> _EXERCISE REQUIREMENTS_
Find how many lines in this data contain the string "clicks". Respond with only that number.

─── DATA EXTRACT ───

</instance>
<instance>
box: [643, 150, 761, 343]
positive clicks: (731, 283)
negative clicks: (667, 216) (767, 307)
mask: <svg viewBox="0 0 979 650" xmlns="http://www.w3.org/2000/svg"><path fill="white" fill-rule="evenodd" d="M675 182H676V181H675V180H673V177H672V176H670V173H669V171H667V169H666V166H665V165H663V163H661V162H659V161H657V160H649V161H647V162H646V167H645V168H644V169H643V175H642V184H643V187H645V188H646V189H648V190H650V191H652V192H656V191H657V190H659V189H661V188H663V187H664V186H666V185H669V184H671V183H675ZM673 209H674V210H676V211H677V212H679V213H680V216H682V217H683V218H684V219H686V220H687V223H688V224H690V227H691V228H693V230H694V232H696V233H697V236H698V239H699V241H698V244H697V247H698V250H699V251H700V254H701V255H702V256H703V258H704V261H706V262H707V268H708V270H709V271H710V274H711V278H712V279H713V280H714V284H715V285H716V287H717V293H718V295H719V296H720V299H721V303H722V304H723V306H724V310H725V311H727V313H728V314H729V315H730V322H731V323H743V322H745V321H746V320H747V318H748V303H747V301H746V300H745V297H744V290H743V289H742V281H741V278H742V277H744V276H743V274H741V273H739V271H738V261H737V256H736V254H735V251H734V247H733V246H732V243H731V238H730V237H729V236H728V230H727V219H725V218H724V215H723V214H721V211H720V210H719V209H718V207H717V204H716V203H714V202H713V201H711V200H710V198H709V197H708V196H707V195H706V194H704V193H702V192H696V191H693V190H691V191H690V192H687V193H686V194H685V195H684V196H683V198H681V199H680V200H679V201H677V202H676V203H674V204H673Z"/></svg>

───

> _WRITTEN RESPONSE_
2